### SUPPLIED TEXT
· · · · · · ·
Scientific classification
- Kingdom: Animalia
- Phylum: Chordata
- Class: Aves
- Order: Passeriformes
- Family: Estrildidae
- Genus: Pyrenestes
- Species: P. minor
- Binomial name: Pyrenestes minor Shelley, 1894

= Lesser seedcracker =

- Genus: Pyrenestes
- Species: minor
- Authority: Shelley, 1894
- Conservation status: LC

Species of bird

The lesser seedcracker or Nyasa seedcracker (Pyrenestes minor) is a fairly common species of estrildid finch found in eastern Africa. It has an estimated global extent of occurrence of 925000 km2 and is found in Malawi, Mozambique, Tanzania and Zimbabwe. The International Union for Conservation of Nature has classified the species as being of least concern.
· · · · · · ·
### GIVEN RECORDS
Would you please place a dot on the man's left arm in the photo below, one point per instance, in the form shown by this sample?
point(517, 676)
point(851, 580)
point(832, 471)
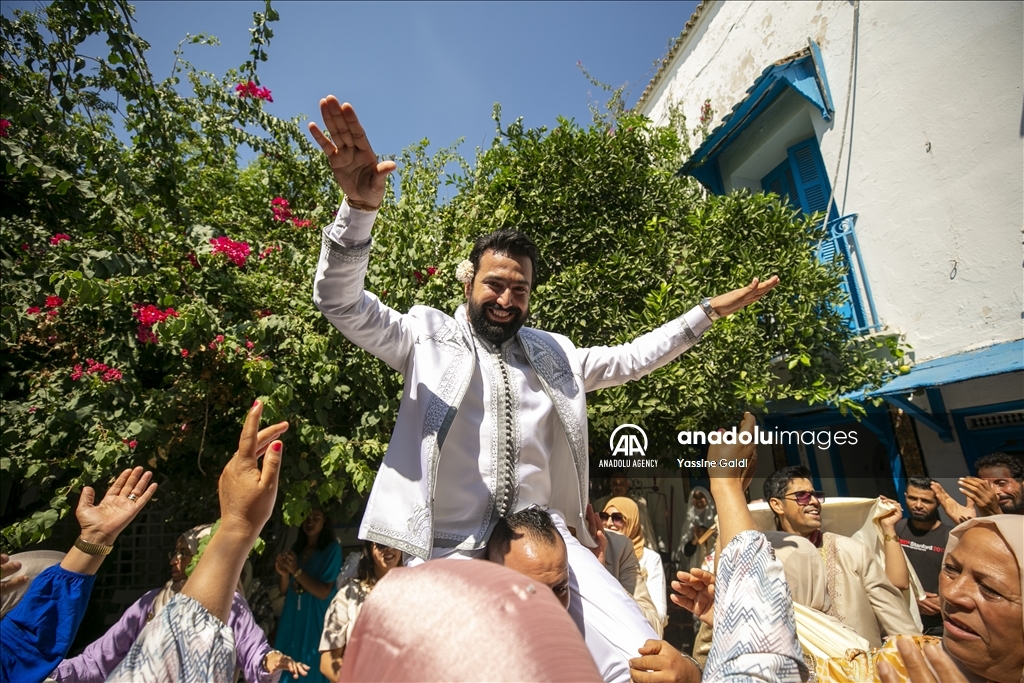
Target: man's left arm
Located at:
point(610, 366)
point(888, 603)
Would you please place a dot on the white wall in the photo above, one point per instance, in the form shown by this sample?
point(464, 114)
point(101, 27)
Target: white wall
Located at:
point(938, 74)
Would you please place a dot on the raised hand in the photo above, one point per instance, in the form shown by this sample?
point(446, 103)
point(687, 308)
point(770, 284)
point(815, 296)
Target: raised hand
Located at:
point(940, 668)
point(7, 567)
point(729, 303)
point(125, 499)
point(247, 491)
point(979, 492)
point(958, 513)
point(694, 592)
point(351, 159)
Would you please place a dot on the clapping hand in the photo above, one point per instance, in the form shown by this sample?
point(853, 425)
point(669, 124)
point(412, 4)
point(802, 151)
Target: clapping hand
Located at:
point(276, 660)
point(958, 513)
point(694, 592)
point(597, 531)
point(660, 663)
point(348, 152)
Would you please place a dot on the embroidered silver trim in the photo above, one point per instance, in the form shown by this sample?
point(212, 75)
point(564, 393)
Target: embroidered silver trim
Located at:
point(554, 373)
point(345, 254)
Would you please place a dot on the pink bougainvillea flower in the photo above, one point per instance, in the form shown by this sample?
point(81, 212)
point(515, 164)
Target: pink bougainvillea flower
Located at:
point(237, 252)
point(250, 89)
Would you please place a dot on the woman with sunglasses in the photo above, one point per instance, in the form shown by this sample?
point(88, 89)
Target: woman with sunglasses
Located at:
point(623, 516)
point(375, 562)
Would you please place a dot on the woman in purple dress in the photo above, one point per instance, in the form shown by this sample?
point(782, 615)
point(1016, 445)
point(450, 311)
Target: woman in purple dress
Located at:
point(254, 656)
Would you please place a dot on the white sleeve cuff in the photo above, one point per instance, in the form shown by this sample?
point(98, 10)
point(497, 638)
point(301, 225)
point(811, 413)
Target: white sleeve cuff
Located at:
point(351, 226)
point(697, 319)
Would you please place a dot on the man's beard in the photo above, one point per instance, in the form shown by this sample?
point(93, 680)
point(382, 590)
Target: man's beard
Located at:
point(496, 333)
point(925, 517)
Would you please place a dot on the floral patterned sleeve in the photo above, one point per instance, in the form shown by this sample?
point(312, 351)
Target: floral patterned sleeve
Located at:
point(755, 630)
point(183, 644)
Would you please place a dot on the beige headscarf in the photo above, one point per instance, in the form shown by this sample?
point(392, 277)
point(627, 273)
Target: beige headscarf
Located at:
point(1011, 527)
point(33, 562)
point(631, 512)
point(172, 588)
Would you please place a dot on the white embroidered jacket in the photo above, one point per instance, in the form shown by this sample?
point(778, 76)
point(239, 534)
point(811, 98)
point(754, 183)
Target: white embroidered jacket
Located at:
point(435, 353)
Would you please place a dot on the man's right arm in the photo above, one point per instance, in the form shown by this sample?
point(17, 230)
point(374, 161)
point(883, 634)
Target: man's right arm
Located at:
point(338, 292)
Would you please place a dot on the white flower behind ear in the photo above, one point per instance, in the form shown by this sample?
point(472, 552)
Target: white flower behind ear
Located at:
point(465, 271)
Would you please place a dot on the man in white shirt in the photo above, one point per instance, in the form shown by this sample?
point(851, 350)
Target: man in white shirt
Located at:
point(505, 404)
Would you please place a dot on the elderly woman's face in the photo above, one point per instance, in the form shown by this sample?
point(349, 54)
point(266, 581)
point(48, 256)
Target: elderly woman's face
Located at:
point(980, 592)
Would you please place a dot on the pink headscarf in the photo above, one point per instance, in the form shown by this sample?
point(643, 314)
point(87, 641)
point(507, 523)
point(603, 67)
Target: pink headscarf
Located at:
point(469, 621)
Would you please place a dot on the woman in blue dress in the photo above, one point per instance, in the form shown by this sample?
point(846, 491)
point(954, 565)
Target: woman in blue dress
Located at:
point(308, 573)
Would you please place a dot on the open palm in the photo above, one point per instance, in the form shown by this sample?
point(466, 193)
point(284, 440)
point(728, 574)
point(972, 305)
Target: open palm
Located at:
point(348, 152)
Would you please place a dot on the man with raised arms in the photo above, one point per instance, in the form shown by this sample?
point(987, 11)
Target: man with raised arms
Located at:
point(494, 415)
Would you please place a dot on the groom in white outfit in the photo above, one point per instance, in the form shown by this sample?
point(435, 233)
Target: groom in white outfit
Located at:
point(494, 415)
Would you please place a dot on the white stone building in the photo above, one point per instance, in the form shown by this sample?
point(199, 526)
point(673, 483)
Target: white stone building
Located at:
point(904, 121)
· · · · · · ·
### TASKS TO CARRY OUT
[1] List every country in which the lesser seedcracker text says the species is found.
[2] Answer these questions from the lesser seedcracker text:
(a) Which family is the species classified in?
(b) What is its estimated global extent of occurrence?
(c) What other common name does the species have?
[3] Write out the lesser seedcracker text from "Species of bird" to "of least concern.", inclusive.

### RESPONSES BY ITEM NUMBER
[1]
Malawi
Mozambique
Tanzania
Zimbabwe

[2]
(a) Estrildidae
(b) 925000 km2
(c) Nyasa seedcracker

[3]
Species of bird

The lesser seedcracker or Nyasa seedcracker (Pyrenestes minor) is a fairly common species of estrildid finch found in eastern Africa. It has an estimated global extent of occurrence of 925000 km2 and is found in Malawi, Mozambique, Tanzania and Zimbabwe. The International Union for Conservation of Nature has classified the species as being of least concern.